Data under study:
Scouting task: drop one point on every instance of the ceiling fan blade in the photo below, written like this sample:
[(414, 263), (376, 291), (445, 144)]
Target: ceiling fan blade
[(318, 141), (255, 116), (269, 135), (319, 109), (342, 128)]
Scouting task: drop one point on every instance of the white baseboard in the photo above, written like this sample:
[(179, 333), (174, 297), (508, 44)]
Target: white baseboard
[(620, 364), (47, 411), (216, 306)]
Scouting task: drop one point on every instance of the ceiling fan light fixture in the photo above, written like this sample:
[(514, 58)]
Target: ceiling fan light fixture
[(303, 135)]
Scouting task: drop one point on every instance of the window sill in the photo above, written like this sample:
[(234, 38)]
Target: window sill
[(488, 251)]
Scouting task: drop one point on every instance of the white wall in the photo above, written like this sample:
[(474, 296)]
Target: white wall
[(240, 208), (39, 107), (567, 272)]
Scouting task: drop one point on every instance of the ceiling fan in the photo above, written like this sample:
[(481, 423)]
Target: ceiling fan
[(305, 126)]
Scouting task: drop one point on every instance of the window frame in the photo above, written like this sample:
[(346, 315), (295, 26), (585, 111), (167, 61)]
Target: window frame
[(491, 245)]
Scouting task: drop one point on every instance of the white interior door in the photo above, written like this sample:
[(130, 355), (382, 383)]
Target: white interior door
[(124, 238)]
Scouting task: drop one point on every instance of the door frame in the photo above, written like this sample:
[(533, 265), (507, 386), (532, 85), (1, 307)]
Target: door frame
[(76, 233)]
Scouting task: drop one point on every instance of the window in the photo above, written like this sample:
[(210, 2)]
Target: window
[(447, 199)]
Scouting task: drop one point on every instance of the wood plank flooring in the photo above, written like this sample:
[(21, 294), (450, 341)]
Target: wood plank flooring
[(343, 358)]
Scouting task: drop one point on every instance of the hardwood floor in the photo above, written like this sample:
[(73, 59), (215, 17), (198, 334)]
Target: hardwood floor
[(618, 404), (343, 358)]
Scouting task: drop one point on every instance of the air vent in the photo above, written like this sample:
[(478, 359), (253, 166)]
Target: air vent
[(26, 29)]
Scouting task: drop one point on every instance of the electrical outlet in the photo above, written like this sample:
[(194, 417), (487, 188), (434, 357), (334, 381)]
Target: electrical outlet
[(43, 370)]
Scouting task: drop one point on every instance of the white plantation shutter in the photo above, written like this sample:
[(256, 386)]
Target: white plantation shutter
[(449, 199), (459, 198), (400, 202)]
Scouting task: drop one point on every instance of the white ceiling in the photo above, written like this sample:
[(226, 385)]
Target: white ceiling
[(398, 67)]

--

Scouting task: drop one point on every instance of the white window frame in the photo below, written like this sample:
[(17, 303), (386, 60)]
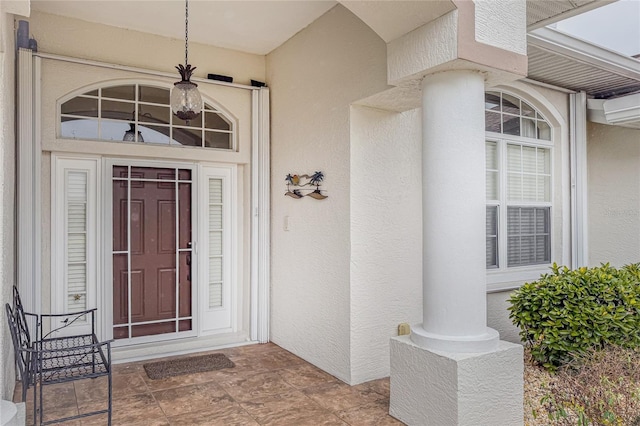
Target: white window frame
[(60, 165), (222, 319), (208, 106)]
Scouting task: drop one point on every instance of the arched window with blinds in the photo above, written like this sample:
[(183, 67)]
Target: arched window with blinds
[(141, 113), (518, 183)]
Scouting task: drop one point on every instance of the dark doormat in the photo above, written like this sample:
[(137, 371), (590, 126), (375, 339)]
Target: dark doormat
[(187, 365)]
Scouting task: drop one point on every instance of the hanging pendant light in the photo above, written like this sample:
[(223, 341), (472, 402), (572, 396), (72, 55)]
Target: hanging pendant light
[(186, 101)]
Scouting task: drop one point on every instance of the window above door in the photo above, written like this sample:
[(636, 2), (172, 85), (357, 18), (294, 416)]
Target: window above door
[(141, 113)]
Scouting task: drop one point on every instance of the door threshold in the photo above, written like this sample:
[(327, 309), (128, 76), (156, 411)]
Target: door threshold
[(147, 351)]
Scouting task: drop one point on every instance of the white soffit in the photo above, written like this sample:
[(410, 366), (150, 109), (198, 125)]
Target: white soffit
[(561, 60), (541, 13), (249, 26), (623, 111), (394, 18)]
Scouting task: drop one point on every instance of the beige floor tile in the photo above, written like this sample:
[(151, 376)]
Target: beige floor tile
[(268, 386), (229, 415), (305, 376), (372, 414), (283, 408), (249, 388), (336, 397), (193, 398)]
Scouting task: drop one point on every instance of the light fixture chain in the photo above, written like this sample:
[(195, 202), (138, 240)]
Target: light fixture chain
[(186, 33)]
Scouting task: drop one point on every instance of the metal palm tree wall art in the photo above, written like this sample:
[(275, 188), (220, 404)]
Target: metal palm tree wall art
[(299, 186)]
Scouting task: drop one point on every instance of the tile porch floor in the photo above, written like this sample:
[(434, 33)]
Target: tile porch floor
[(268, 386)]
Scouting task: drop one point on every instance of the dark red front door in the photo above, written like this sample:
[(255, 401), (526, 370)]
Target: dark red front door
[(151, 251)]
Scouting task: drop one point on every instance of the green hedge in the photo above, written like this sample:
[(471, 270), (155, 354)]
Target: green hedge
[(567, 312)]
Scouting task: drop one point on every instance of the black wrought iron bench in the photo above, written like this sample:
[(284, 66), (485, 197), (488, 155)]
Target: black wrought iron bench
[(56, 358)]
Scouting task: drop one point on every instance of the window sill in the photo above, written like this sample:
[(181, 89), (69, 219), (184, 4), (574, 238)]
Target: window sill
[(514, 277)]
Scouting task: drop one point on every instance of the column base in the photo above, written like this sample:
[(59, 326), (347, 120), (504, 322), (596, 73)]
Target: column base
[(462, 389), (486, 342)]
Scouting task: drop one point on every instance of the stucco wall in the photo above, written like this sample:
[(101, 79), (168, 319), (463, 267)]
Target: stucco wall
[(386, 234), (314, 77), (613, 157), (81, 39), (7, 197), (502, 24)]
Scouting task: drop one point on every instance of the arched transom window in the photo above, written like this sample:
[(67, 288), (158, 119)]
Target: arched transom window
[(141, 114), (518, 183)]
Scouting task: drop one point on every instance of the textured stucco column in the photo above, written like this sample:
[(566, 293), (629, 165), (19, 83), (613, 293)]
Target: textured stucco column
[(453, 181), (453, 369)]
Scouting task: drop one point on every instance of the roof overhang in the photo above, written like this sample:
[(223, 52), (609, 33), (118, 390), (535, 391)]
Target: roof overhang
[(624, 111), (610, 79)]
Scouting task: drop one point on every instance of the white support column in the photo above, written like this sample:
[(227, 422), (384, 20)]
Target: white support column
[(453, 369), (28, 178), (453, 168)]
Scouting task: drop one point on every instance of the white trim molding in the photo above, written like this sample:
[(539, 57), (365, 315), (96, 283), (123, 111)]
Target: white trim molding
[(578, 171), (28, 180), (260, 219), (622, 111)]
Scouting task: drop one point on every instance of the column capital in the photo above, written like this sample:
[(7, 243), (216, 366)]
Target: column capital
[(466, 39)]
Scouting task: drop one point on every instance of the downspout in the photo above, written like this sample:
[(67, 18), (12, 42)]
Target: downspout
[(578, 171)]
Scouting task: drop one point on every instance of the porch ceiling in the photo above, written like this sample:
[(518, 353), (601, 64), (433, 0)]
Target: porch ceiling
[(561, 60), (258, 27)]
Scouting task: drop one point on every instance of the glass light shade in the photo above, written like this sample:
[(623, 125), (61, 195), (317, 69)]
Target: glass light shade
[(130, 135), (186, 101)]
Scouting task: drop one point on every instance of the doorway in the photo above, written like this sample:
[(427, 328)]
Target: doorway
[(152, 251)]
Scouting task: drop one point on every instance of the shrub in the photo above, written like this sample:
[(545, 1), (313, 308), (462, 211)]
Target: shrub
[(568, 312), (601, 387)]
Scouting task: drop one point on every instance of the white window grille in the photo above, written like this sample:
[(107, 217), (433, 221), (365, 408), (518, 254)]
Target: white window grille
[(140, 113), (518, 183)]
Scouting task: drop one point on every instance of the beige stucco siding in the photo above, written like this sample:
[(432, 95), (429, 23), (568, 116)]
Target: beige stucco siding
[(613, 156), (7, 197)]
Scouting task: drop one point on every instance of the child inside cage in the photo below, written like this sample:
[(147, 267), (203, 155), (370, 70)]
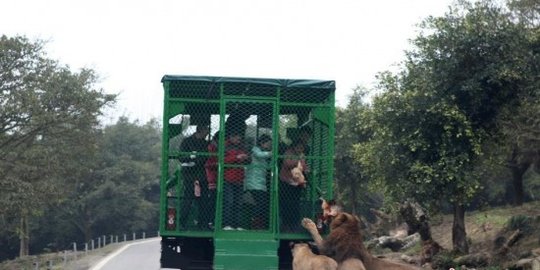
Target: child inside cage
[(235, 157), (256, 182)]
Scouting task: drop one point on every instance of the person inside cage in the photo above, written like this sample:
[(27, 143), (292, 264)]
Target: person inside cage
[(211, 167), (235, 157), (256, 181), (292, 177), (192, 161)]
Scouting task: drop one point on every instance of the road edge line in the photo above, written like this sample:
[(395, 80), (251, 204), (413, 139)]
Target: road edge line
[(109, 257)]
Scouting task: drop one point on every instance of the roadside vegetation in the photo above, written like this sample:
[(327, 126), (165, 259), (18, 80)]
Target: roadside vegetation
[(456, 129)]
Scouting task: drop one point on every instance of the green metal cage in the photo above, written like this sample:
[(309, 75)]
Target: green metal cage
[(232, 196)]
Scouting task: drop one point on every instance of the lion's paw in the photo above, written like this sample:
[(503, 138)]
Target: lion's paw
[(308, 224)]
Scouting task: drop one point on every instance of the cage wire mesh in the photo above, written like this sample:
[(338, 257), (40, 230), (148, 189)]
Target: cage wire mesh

* * *

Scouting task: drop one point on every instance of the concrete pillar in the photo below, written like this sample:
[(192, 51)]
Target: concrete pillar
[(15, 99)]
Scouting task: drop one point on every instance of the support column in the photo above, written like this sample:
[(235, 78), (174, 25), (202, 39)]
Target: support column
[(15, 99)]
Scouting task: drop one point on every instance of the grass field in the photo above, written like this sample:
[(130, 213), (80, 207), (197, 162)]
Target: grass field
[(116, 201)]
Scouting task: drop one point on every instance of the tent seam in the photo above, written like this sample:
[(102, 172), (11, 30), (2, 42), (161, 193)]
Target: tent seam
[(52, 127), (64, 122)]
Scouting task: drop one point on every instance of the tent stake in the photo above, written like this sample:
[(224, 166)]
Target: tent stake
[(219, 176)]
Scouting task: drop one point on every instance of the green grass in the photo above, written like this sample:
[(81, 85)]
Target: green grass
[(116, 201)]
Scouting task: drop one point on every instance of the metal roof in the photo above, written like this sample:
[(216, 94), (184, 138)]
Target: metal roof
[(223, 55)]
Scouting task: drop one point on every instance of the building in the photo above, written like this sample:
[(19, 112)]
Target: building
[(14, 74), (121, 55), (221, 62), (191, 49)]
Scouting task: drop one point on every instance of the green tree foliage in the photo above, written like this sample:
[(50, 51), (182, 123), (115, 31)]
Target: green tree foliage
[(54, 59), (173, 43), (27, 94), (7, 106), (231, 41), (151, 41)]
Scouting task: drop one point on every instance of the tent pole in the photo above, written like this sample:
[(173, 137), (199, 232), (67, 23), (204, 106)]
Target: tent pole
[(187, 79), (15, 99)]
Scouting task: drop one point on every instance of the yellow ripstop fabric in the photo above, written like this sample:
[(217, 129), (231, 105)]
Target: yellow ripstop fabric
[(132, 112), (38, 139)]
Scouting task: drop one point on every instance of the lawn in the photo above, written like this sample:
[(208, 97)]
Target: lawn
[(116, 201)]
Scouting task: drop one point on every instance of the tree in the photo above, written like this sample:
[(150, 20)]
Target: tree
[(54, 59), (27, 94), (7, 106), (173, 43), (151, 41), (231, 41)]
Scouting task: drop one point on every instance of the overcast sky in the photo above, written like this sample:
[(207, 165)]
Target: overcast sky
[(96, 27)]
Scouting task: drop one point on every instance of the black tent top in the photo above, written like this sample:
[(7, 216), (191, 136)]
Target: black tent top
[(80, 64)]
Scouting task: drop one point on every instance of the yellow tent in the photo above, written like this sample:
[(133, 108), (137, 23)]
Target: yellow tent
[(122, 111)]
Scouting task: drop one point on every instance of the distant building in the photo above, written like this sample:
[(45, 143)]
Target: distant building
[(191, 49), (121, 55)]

Problem statement:
Could you return exactly the lines above from the line with "[(67, 288), (158, 119)]" to the line with "Scouting task: drop one point on every instance of the shrub", both included, and nothing else?

Result of this task:
[(67, 288), (158, 119)]
Target: arched transom window
[(141, 114), (518, 183)]
Scouting task: drop one point on every instance of the textured stucco column in the photo above, written like this sample:
[(566, 293), (629, 165), (19, 83), (613, 293)]
Target: textured stucco column
[(453, 181), (453, 369)]
Scouting task: drop one point on every instance of the roof overhang in the photo above, written like this sample:
[(223, 52), (609, 33), (118, 390), (535, 391)]
Target: roof overhang
[(624, 111), (610, 79)]
Scouting task: drop one point on every instance of the white support column in the photo above, written like this sample:
[(227, 422), (384, 20)]
Target: white support column
[(453, 369), (28, 178), (453, 168)]
Scouting task: drop one point on every instance of the white trim molding in the photo above, written like this sample:
[(539, 57), (365, 315), (96, 283), (123, 111)]
Target: white trim molding
[(578, 171), (28, 180), (260, 219), (622, 111)]
Scouting task: drop one point on every instance of the column capital in the photo above, written like this sample:
[(7, 243), (216, 366)]
Target: column capital
[(466, 39)]
Scouting task: drop one point on every instance of the downspout in the photo above, written like this sample:
[(67, 18), (12, 42)]
Target: downspout
[(578, 171)]
Scouting task: drop one point on every instance of the porch ceiling in the photo above, written like this sample:
[(518, 353), (601, 64), (433, 0)]
Target: porch ceiling
[(561, 60), (258, 27)]
Scouting task: drop one point on every instance of the glass light shade in the photo above, written like this sample:
[(623, 125), (61, 195), (317, 69)]
Target: glass light shade
[(130, 135), (186, 101)]
Scouting task: drop one point on every instance of the doorway in the photo above, written like this sample:
[(427, 328)]
Target: doorway
[(152, 251)]
Scouting task: drop one point on every instance of the shrub in the photo above, written like this sample:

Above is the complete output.